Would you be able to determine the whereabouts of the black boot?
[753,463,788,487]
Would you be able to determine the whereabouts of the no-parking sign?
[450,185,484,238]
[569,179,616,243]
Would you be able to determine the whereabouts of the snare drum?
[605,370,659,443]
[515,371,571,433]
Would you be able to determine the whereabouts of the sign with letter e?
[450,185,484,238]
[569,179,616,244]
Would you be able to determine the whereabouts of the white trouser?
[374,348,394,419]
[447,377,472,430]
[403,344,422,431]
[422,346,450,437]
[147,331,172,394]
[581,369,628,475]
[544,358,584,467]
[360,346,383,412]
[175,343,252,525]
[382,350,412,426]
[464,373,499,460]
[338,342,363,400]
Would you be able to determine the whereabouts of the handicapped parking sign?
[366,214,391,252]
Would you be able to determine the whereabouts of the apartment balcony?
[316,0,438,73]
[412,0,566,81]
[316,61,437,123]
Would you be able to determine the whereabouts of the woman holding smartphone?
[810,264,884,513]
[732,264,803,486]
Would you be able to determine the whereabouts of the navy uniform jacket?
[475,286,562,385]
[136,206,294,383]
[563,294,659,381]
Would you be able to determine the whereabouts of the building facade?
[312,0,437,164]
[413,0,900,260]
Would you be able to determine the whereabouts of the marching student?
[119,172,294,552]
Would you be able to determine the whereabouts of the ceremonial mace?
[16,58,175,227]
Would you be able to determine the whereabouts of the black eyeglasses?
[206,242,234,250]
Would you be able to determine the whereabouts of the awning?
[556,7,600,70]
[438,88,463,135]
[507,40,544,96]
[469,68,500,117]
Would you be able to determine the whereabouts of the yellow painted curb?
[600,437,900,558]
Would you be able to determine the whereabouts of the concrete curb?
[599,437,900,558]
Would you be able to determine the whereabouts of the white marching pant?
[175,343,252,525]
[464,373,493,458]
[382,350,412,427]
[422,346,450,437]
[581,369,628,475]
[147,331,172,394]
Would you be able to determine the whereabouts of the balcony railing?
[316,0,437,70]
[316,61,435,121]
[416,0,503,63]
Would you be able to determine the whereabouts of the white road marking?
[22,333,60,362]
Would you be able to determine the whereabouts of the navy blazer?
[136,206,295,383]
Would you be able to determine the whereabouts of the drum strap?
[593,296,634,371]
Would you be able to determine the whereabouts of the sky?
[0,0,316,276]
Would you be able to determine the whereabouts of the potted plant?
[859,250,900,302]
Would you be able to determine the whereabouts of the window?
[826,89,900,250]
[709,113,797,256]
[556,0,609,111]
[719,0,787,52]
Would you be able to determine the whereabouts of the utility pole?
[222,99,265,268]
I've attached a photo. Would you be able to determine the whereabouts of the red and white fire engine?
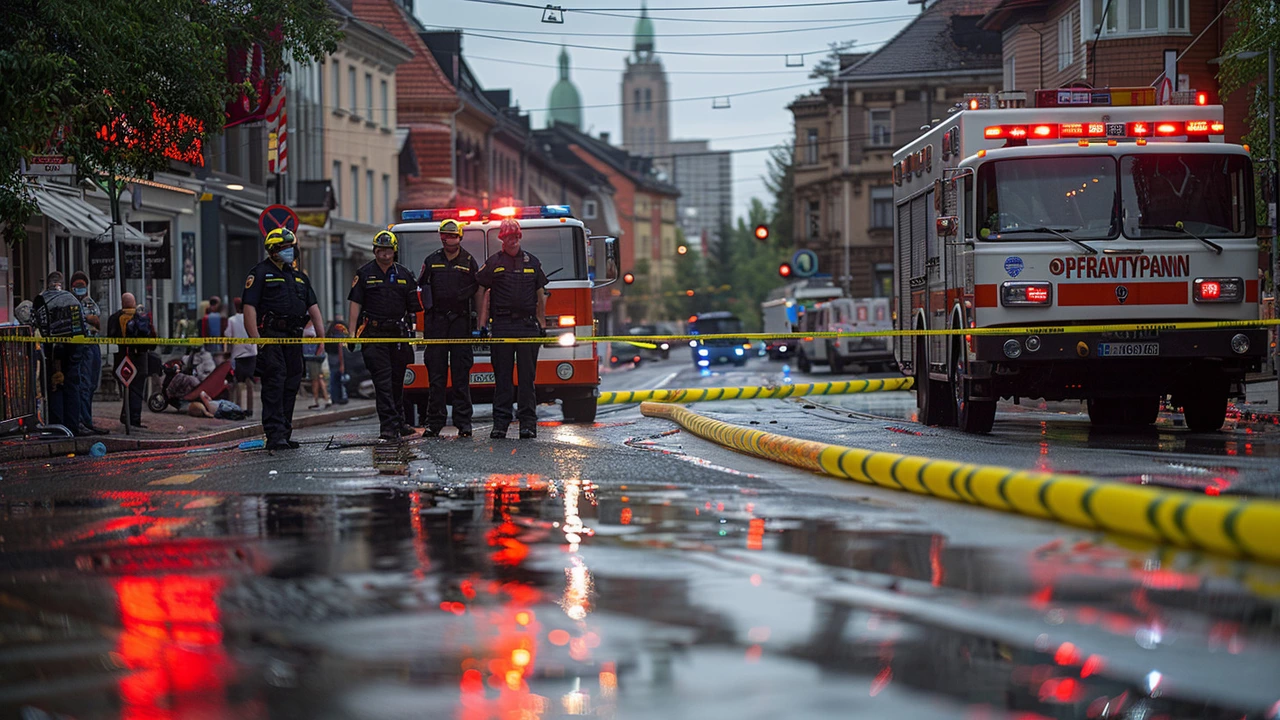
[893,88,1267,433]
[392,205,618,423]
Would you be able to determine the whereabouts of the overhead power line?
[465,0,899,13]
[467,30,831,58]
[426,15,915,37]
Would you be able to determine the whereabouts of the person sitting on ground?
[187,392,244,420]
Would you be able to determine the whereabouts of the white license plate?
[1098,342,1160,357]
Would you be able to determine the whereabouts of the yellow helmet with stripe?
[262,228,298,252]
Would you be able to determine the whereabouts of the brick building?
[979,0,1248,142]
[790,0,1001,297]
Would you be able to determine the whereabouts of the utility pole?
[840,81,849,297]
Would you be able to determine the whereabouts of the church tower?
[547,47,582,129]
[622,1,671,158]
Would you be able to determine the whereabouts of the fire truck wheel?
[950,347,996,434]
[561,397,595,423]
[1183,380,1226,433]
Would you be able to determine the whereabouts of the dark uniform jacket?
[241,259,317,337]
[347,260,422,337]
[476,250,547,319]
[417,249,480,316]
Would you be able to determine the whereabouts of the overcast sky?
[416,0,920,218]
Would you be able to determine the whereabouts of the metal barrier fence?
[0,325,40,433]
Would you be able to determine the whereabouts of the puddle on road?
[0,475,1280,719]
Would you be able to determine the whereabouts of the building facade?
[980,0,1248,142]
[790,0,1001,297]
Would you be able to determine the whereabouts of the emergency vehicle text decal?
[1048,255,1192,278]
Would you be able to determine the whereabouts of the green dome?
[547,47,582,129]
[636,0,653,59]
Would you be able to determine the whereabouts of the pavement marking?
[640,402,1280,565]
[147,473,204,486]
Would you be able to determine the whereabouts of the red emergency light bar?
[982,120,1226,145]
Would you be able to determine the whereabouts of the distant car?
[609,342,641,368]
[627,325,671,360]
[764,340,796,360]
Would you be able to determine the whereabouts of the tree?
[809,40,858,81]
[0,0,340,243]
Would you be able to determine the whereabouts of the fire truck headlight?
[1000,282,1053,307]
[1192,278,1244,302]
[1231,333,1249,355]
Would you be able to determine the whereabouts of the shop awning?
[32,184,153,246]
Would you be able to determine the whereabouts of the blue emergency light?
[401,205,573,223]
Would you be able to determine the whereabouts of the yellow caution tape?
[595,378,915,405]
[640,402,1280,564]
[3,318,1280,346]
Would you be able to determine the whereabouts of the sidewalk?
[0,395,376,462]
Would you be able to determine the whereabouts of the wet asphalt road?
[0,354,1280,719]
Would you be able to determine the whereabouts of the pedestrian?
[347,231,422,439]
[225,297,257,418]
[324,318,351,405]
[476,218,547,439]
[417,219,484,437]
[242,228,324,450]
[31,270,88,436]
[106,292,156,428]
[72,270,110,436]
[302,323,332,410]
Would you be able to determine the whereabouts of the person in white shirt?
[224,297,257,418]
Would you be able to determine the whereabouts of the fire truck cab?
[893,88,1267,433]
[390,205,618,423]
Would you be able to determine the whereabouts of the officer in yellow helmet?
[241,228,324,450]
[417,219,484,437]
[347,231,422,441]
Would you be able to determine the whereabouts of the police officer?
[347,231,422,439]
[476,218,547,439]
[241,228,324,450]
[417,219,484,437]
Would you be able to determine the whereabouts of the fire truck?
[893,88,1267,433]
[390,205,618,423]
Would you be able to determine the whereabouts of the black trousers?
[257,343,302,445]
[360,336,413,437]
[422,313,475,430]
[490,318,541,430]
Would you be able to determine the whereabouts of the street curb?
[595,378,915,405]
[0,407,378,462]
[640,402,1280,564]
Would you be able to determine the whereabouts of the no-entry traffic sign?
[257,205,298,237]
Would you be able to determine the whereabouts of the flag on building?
****
## YOUR OBJECTIVE
Count the lines in the entries above that contain the word "drum", with case counting, and give only the number.

## TASK RESULT
2